(Data records)
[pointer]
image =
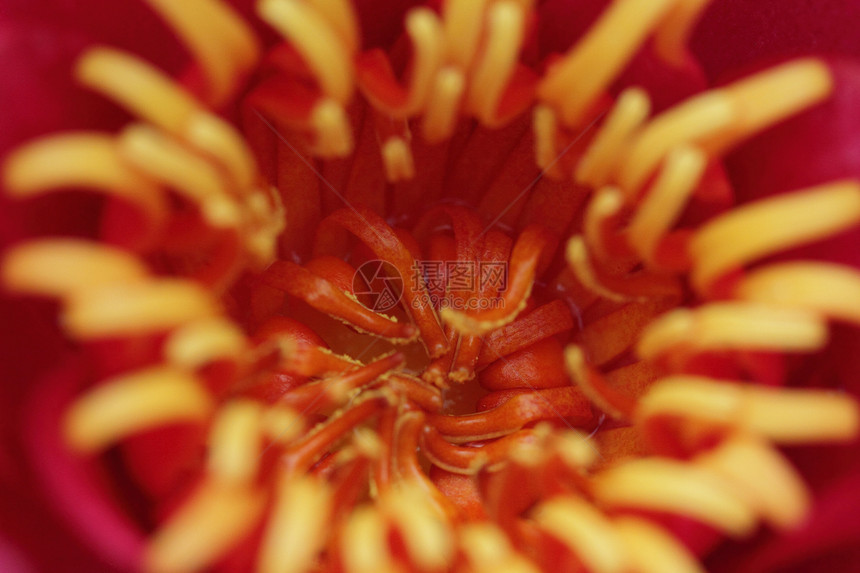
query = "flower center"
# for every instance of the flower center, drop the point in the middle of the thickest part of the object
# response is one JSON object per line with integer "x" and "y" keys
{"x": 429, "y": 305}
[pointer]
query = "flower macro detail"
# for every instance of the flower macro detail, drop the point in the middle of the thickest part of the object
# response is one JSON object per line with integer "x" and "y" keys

**EXERCISE DIRECTIONS:**
Repeat, exactly and in full, all records above, but include no pictures.

**TASK OUTPUT:**
[pointer]
image =
query = "flower center"
# for every instance of the flower center, drop the point in the middle of the thickest part of the object
# response is one JSON object per line with integer "x" and "y" keys
{"x": 429, "y": 305}
[pointer]
query = "flower macro detail"
# for every instance of the flower macro detail, drop the point in the middle of the thickest part of the object
# response is one JSON object per line with integer "x" and "y" keys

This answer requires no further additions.